▸ **Problem A**
In the prayer plant care text, copy word for word the passage from "Prayer plants can" up to and including "lilies (Spathiphyllum spp.).".
▸ **Problem B**
According to the prayer plant care text, what will happen if the leaves are kept too wet?

▸ **Text excerpt**
>> BEGIN

Prayer plants prefer a humid environment and frequently develop brown tips on the leaves when the air is too dry. Now that it is winter and your furnace is running, the problem of dry air is even worse. There are a number of ways to increase the humidity around plants. The easiest is to simply move them into a naturally humid room such as a bathroom or laundry area. As long as those rooms can provide bright indirect light, your prayer plant should thrive there.


Other Options

If that is not an option, you can place the pot on a tray of pebbles that you keep filled with water to increase humidity. The trick is to keep the level of water low enough so the pot is not sitting in the water or else the plant could succumb to root rot.

If you have other plants, group them together with the prayer plant. As plants lose moisture through their leaves (transpiration), it creates an area of higher humidity around the grouping. As a last resort, mist the leaves every other day. If you keep the leaves too wet, they will develop spots.

Flouride Sensitivity

Prayer plants can be sensitive to the fluoride added to municipal water systems to reduce tooth decay. It is good practice to allow tap water to sit in an open container overnight before using it on houseplants. This allows chlorine and fluoride from the treatment process to evaporate. Other common houseplants that are sensitive to fluoride include spider plants (Chlorophytum spp.) and peace lilies (Spathiphyllum spp.).

>> END

▸ **Material provided**
>> BEGIN

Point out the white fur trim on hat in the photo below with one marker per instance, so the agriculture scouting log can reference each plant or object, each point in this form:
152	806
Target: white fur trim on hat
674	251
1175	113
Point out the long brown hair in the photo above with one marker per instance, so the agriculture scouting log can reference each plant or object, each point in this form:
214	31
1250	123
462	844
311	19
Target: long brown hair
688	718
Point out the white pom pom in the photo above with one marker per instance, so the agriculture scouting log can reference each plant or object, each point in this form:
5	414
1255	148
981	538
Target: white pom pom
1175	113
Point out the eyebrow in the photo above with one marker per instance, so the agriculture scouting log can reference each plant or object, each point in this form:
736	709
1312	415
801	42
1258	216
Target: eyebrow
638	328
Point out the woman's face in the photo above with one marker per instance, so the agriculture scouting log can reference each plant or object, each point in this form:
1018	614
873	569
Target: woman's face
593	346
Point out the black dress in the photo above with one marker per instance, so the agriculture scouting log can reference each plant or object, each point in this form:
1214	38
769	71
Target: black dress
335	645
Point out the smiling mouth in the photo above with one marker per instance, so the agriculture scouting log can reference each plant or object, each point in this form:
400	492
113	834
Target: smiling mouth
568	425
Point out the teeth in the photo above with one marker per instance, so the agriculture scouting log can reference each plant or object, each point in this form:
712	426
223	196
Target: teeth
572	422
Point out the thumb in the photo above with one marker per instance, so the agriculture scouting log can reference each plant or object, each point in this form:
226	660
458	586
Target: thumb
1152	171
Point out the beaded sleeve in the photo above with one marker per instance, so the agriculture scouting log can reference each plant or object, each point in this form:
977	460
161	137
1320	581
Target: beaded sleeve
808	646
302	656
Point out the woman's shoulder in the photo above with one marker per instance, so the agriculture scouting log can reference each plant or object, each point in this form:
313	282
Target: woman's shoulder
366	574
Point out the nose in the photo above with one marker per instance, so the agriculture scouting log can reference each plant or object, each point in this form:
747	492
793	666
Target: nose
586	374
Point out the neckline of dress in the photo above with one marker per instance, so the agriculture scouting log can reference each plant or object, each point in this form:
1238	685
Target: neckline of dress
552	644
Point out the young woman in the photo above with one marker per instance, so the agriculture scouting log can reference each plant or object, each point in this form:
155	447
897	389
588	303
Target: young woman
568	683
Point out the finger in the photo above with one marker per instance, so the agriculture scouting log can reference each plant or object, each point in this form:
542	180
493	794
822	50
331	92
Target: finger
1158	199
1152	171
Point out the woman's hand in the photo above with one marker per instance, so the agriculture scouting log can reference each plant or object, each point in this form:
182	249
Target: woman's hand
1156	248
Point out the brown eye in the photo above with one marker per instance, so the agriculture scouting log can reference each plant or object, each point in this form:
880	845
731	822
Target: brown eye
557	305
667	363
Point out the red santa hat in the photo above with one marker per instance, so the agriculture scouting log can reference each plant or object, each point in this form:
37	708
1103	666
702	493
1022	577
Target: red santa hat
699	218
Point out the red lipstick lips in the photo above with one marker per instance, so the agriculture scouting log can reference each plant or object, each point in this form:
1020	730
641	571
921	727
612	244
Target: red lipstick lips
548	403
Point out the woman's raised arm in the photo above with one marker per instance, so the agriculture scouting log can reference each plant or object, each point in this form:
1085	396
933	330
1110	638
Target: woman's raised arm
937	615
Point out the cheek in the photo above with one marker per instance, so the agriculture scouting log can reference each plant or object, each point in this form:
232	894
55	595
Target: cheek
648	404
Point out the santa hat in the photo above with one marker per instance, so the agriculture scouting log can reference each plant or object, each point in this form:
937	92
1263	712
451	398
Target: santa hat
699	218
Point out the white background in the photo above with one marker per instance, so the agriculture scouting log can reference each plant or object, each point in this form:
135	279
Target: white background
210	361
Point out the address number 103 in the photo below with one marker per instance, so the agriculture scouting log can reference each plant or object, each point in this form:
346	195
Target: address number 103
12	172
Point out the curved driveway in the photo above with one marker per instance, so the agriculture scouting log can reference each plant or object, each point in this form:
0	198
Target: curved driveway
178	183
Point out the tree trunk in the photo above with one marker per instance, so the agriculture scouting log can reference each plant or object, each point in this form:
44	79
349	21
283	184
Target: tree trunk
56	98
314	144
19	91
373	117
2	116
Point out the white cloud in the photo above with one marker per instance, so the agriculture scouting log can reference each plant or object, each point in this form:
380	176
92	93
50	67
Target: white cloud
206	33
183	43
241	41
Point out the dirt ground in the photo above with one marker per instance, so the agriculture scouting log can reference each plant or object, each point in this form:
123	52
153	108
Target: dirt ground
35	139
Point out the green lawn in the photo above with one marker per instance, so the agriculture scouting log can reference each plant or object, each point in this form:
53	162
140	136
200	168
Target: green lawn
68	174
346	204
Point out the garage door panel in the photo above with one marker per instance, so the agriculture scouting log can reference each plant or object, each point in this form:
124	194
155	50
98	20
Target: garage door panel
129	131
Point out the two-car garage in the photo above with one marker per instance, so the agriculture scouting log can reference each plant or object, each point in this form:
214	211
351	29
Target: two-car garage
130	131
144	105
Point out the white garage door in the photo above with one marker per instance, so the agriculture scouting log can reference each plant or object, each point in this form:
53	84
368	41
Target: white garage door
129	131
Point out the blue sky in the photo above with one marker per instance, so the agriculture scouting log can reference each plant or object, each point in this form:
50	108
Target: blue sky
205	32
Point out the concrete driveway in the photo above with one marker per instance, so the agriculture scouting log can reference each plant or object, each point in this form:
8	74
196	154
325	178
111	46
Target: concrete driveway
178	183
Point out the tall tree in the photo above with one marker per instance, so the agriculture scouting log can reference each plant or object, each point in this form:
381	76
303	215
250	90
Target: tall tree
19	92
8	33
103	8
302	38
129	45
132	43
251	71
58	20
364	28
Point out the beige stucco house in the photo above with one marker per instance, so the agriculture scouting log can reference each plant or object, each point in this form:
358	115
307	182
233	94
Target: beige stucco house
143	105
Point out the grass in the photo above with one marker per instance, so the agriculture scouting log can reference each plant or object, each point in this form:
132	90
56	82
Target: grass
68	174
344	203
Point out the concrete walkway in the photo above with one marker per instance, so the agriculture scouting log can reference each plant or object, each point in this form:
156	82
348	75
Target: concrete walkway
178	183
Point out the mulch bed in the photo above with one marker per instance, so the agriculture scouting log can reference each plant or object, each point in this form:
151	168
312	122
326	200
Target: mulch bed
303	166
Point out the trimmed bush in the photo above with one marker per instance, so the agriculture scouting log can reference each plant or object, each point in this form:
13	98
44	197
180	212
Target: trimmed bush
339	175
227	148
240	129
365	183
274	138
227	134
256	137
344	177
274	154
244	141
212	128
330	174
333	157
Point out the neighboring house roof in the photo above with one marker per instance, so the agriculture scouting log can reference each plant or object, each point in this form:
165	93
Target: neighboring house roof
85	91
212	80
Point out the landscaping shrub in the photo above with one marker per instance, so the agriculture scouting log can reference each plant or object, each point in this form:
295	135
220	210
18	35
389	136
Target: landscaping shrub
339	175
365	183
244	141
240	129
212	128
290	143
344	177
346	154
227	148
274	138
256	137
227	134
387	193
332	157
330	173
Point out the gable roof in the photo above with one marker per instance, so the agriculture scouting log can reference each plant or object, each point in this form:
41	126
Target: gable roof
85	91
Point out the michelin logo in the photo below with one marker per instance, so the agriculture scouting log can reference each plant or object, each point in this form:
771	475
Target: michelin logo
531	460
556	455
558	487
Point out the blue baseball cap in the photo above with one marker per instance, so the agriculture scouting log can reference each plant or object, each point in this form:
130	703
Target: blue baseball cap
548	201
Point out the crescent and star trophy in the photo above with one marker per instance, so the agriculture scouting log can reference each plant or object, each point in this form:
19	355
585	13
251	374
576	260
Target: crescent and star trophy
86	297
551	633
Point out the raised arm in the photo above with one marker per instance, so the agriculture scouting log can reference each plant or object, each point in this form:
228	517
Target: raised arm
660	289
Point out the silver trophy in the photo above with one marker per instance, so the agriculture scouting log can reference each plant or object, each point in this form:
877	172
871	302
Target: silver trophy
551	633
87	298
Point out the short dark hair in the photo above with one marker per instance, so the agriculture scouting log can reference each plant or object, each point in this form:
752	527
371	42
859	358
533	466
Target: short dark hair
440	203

>> END

▸ **Written response A**
Prayer plants can be sensitive to the fluoride added to municipal water systems to reduce tooth decay. It is good practice to allow tap water to sit in an open container overnight before using it on houseplants. This allows chlorine and fluoride from the treatment process to evaporate. Other common houseplants that are sensitive to fluoride include spider plants (Chlorophytum spp.) and peace lilies (Spathiphyllum spp.).

▸ **Written response B**
They will develop spots.